▶ [Task requirements]:
Every entry below should be repeated exactly; the pictures should not.

-.-.-

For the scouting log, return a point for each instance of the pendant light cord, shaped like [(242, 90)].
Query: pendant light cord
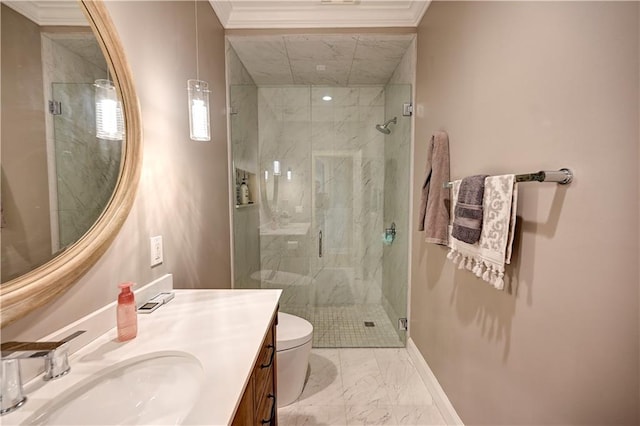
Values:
[(197, 60)]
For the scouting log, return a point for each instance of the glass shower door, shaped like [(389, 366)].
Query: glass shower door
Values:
[(87, 168)]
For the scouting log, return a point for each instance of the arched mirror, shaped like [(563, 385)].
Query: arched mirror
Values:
[(71, 147)]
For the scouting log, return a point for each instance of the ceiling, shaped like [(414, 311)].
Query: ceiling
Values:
[(318, 59), (49, 12), (261, 13), (319, 13)]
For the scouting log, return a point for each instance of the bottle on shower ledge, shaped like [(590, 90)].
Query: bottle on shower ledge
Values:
[(244, 192), (127, 317)]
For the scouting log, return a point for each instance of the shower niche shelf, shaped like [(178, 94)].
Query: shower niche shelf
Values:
[(251, 181)]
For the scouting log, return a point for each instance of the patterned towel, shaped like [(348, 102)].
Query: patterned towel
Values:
[(487, 257), (467, 215)]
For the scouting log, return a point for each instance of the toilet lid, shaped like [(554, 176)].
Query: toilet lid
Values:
[(292, 331)]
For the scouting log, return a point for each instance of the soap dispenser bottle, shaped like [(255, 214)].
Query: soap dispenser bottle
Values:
[(126, 315), (244, 191)]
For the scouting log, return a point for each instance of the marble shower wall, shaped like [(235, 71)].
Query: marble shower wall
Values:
[(243, 98), (336, 158), (396, 185), (83, 170)]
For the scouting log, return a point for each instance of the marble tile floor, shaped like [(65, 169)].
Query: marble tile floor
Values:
[(343, 326), (362, 387)]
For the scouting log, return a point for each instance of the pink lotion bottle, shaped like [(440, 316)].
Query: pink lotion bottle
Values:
[(126, 314)]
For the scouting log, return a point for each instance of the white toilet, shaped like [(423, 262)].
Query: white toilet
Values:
[(293, 345)]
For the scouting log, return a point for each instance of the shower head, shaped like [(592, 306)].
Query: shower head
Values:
[(384, 128)]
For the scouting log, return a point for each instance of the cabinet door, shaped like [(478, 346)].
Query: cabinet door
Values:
[(246, 413)]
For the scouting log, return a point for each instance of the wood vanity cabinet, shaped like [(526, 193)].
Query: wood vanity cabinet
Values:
[(258, 404)]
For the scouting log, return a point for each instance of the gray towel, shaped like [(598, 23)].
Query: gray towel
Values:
[(467, 216), (436, 201)]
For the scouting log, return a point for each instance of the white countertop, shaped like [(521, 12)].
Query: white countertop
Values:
[(224, 329)]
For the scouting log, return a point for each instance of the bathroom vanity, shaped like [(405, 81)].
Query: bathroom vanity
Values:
[(206, 357)]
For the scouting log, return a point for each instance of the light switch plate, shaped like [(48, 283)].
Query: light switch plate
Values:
[(157, 256)]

-.-.-

▶ [Output below]:
For the scouting log, return a point for each instance of the pendant light cord, shaped like [(242, 90)].
Query: pendant light cord
Values:
[(197, 60)]
For the scouting log, return a point for each instance of the glass shower door, shaped like [(389, 366)].
Query: glass shower door
Values:
[(87, 168)]
For the scouting log, return a point for each instance of the arched mirror, shaped like [(563, 385)].
Query: arched mirror
Values:
[(71, 147)]
For the scouting log, return a point for each instance of the ceiling, shaped like [(414, 311)].
Query: ceiling
Values:
[(318, 59), (49, 12), (261, 13), (319, 13)]
For the scouting log, return a point for each instance of the bottle on shower ledge, shaped like [(590, 90)].
Query: bottle on shower ledge
Values:
[(244, 192), (127, 317)]
For the scouting log, return a point for each instance of the shower niche shelf, shaped like [(178, 94)].
Query: shower niche shelf
Values:
[(251, 181)]
For the scouting log, return a point for each instance of the patterned towel, shaped like [(348, 102)].
Query: patterned towel
Values:
[(487, 257), (467, 215)]
For the scouting log, return a point for each instance of the toilet lid, shaped like [(554, 176)].
Query: toilet lid
Values:
[(292, 331)]
For the scouting log, return a point for each instance of the soap dispenser bottle, shaped like [(255, 214)].
Query: soap dispenser bottle
Values:
[(126, 315), (244, 191)]
For the scouting log, return a point for each instance of the marble shower wall, shaped like [(235, 71)].
Query: marble shower wall
Values:
[(243, 98), (336, 158), (396, 185), (83, 170)]
For the scouting log, return a point for each instance of the marble tile floor, shaped like [(65, 169)].
Query: marble tile floor
Values:
[(343, 326), (362, 387)]
For the scouting log, return a point for each instance of the pink lotion bottle, shaped like [(440, 316)].
Query: pink lotion bottle
Values:
[(126, 314)]
For the scouting log, return a point for each instance of the white toilet, shaped like [(423, 262)].
Query: white toilet
Values:
[(293, 345)]
For the scouting log, return a point for each instance of the shower head, shaped like [(592, 306)].
Query: shower head
Values:
[(384, 128)]
For the scouting log, return a point for each instance of the cabinet door, shaped like [(478, 346)].
Query: cabinet door
Values:
[(246, 413)]
For the scouting log, return a point for each instance of the wood vanity cabinet, shaped like [(526, 193)].
Query: wood vanity cabinet
Values:
[(258, 404)]
For the scouting log, return a point for each instance of the gray towel, shaped like [(598, 23)].
Query: gray towel
Values:
[(467, 216), (436, 201)]
For the scouting log, return a point for each instance of the white countertop, shaped like [(521, 12)].
Query: white countertop
Values:
[(224, 329)]
For the scouting log, return a point for each instance of the bathroom vanity, shaped like [(405, 81)].
Query: bathroom vanity
Values:
[(206, 357)]
For the scouting log, return a point for each instance of the light switch plate, shaped like [(48, 283)].
Query: light switch plate
Values:
[(157, 256)]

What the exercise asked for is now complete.